### [Petikan Teks]

◆ ◆ ◆

Ramadhan tahun 2021 ini adalah Ramadhan kesekian yang kita temui. Alhamdulillah atas disampaikan usia kita dengan Ramadhan. Setiap momen bulan suci selalu menghadirkan cerita, situasi dan pengalaman berbeda. Seiring dengan itu, bertambah pula usia kita. Hingga ajal semakin dekat.
Mari kita cermati surat Ar-Rum ayat 54 berikut.
Allah, Dialah yang menciptakan kamu dari keadaan lemah, kemudian Dia menjadikan (kamu) sesudah keadaan lemah itu menjadi kuat, kemudian Dia menjadikan (kamu) sesudah kuat itu lemah (kembali) dan beruban. Dia menciptakan apa yang dikehendaki-Nya dan Dialah Yang Maha Mengetahui lagi Maha Kuasa.
Saat bayi, kita terlahir sangat lemah. Memerlukan bantuan orang tua. Kemudian, kita tumbuh berkembang hingga kita menjadi kuat, lebih kuat daripada orang tua yang dulu membantu kita. Lalu pada ujungnya nanti, kita akan kembali lemah saat usia senja menghela.
Dalam surat Ar-Rum ayat 54 ini, Allah menginformasikan kepada kita bahwa ada tiga fase yang pasti kita lalui, yaitu fase kanak-kanak, dewasa, dan tua. Allah menciptakan kita di awal dalam kondisi lemah dan nanti akan kembali lemah. Tidak ada manusia yang kuat permanen, selamanya. Dia akan kembali pada situasi semula. Lahir tidak membawa apa-apa, tak berdaya dan di akhir nanti pun apa-apa tidak akan dibawa.
Dalam konteks Ramadhan saat ini, seandainya kita masih berada di fase kuat, maka betul-betul kita harus memanfaatkannya. Begitupula saat kita berada di fase lemah. Harus kita gunakan sebaik-baiknya. Tidak ada jaminan dan tidak ada yang bisa memberikan jaminan kita akan bertemu Ramadhan di tahun 2022. Banyak hal dapat terjadi di kurun 12 bulan.
Untuk Ramadhan kali ini pun, kurang lebih begitu. Ada yang segar bugar di bulan Januari, tiba-tiba pada bulan Maret 2021, ia tewas kecelakaan bis pariwisata. Dan banyak contoh serupa yang dapat dijadikan gambaran, betapa sehat atau sakit bukanlah syarat untuk memperpanjang atau memperpendek usia.
Karenanya, tidak ada alasan bagi kita untuk berleha-leha, membiarkan Ramadhan kali ini berlalu begitu saja. Fokus pada banyak aktivitas kebaikan yang dapat dilakukan di bulan tersebut. Iya, Ramadhan akan selalu datang tiap tahun, pada semua generasi manusia berjaman-jaman hingga akhir nanti saat Sangkakala ditiup. Tapi dalam konteks diri kita, usia terus bertambah, metabolisme tubuh semakin menurun, penyakit kronis semakin betah bersarang di tubuh kita, dan kain kafan tengah di tenun.

◆ ◆ ◆

### [Yang Perlu Dikerjakan]
1. Tolong tentukan apakah setiap pernyataan berikut sesuai dengan teks tentang Ramadhan di atas, lalu jawab ya atau tidak disertai kutipan kata-kata penentunya dari teks. (a) Surat Ar-Rum ayat 54 menyebut tiga fase yang pasti dilalui manusia, yaitu kanak-kanak, dewasa, dan tua. (b) Ada jaminan bahwa kita akan bertemu Ramadhan di tahun 2022. (c) Sehat atau sakit menjadi syarat untuk memperpanjang atau memperpendek usia.
2. Terjemahkan kalimat dari teks tentang Ramadhan di atas ini ke dalam bahasa Inggris: "Tidak ada manusia yang kuat permanen, selamanya."
3. Ketik ulang seluruh bagian teks tentang Ramadhan di atas, dari "Dalam surat Ar-Rum" turun sampai "kurun 12 bulan.".

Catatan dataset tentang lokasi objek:
◆ ◆ ◆

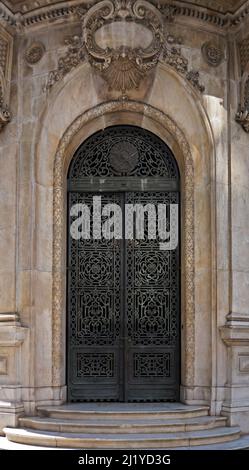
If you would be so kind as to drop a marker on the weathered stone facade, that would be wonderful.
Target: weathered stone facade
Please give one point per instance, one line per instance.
(192, 90)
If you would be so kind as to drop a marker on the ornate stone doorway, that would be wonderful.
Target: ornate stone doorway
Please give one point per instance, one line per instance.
(123, 338)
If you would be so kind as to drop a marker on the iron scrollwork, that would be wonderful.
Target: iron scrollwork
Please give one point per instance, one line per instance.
(123, 297)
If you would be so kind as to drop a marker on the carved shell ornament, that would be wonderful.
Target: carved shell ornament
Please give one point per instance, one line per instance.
(123, 65)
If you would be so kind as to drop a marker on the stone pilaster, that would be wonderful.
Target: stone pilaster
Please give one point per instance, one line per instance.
(12, 335)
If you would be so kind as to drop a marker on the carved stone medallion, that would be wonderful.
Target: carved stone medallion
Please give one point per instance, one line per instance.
(34, 53)
(123, 157)
(212, 53)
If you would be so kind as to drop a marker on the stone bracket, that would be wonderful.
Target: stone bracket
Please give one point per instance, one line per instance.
(6, 53)
(235, 335)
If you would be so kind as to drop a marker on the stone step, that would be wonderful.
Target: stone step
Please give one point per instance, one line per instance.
(122, 441)
(117, 411)
(238, 444)
(108, 426)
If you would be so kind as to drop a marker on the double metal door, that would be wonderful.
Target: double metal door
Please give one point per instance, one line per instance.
(123, 309)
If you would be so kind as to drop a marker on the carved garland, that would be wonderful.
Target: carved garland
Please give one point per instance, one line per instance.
(58, 230)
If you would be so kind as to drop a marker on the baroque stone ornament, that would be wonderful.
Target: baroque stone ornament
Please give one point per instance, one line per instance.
(188, 257)
(124, 66)
(6, 45)
(34, 53)
(212, 53)
(119, 58)
(242, 116)
(74, 56)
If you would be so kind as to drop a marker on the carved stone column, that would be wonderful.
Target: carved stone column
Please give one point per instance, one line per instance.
(12, 335)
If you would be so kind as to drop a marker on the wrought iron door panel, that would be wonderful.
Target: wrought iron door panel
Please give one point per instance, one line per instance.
(95, 322)
(152, 311)
(123, 295)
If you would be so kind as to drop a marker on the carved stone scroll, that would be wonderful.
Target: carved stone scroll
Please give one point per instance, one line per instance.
(6, 45)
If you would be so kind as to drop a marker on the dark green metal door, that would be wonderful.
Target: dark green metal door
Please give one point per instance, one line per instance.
(123, 294)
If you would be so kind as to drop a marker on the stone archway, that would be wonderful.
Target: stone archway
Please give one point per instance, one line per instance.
(64, 152)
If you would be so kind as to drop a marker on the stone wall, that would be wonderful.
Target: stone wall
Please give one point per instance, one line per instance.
(45, 108)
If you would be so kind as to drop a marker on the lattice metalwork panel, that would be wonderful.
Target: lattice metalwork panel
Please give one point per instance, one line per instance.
(123, 150)
(123, 295)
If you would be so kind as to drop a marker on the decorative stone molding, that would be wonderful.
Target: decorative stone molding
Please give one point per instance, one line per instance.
(212, 53)
(74, 56)
(6, 46)
(59, 221)
(242, 116)
(44, 13)
(172, 55)
(124, 66)
(34, 53)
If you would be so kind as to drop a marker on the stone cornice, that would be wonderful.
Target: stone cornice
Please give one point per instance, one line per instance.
(65, 9)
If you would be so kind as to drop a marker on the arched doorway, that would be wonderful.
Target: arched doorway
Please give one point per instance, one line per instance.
(123, 338)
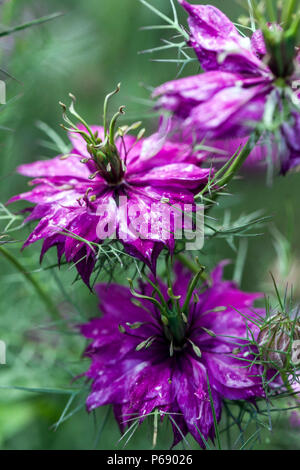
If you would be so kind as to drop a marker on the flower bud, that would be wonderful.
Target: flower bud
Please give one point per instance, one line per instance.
(277, 340)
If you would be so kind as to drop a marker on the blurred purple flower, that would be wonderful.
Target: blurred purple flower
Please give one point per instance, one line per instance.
(138, 367)
(69, 193)
(230, 99)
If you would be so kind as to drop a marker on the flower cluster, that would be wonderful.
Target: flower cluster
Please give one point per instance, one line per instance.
(180, 361)
(177, 348)
(74, 194)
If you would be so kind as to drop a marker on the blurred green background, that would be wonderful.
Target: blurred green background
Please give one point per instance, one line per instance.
(87, 51)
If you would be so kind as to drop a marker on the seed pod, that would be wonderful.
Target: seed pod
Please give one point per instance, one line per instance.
(276, 341)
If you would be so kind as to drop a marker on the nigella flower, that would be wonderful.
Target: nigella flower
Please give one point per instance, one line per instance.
(247, 85)
(73, 195)
(175, 353)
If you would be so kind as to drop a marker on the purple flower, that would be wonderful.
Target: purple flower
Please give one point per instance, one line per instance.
(145, 360)
(73, 195)
(241, 89)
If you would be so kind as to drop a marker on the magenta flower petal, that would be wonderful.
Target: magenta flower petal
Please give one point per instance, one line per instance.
(217, 42)
(71, 196)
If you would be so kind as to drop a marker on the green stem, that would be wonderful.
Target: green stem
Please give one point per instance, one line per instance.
(288, 12)
(191, 289)
(286, 382)
(190, 264)
(105, 106)
(43, 295)
(38, 21)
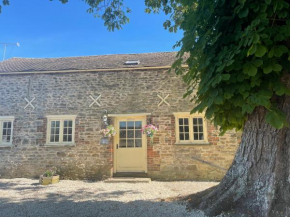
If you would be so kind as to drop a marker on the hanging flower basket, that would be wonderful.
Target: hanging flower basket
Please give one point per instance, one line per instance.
(149, 130)
(109, 131)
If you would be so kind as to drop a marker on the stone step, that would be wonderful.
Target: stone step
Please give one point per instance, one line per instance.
(127, 180)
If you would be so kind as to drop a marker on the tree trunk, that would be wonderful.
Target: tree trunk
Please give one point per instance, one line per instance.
(258, 182)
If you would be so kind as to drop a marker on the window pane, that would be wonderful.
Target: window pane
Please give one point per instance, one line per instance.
(123, 125)
(69, 138)
(180, 129)
(130, 124)
(138, 143)
(122, 133)
(130, 143)
(200, 120)
(138, 134)
(138, 124)
(200, 128)
(195, 136)
(122, 144)
(130, 134)
(201, 136)
(6, 131)
(181, 136)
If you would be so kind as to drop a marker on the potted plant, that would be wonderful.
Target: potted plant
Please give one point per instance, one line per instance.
(109, 131)
(49, 177)
(149, 130)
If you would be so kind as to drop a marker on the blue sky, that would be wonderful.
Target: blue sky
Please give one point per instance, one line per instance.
(51, 29)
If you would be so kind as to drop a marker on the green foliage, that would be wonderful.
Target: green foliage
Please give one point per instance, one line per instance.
(238, 55)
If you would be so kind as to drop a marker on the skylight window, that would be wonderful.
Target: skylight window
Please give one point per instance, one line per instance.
(132, 62)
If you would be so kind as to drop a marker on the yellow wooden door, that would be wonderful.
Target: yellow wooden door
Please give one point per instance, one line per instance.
(130, 145)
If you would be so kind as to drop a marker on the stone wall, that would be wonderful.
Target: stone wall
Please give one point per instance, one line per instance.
(121, 92)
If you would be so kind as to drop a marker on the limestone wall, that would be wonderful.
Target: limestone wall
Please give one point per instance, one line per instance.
(121, 92)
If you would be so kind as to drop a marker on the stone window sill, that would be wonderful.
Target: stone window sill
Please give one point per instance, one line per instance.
(192, 143)
(60, 145)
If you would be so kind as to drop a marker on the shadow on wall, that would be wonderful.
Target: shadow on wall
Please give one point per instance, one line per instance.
(44, 201)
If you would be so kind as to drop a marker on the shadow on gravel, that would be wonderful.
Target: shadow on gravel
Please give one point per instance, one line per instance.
(70, 206)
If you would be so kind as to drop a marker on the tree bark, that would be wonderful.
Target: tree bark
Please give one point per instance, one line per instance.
(258, 181)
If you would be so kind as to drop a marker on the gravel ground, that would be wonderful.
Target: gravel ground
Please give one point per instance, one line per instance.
(26, 198)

◆ ◆ ◆

### [Daftar Jawaban]
1.
(a) Ya: "ada tiga fase yang pasti kita lalui, yaitu fase kanak-kanak, dewasa, dan tua"
(b) Tidak: "Tidak ada jaminan dan tidak ada yang bisa memberikan jaminan kita akan bertemu Ramadhan di tahun 2022."
(c) Tidak: "betapa sehat atau sakit bukanlah syarat untuk memperpanjang atau memperpendek usia"

2. No human being is permanently strong, forever.

3.
Dalam surat Ar-Rum ayat 54 ini, Allah menginformasikan kepada kita bahwa ada tiga fase yang pasti kita lalui, yaitu fase kanak-kanak, dewasa, dan tua. Allah menciptakan kita di awal dalam kondisi lemah dan nanti akan kembali lemah. Tidak ada manusia yang kuat permanen, selamanya. Dia akan kembali pada situasi semula. Lahir tidak membawa apa-apa, tak berdaya dan di akhir nanti pun apa-apa tidak akan dibawa.
Dalam konteks Ramadhan saat ini, seandainya kita masih berada di fase kuat, maka betul-betul kita harus memanfaatkannya. Begitupula saat kita berada di fase lemah. Harus kita gunakan sebaik-baiknya. Tidak ada jaminan dan tidak ada yang bisa memberikan jaminan kita akan bertemu Ramadhan di tahun 2022. Banyak hal dapat terjadi di kurun 12 bulan.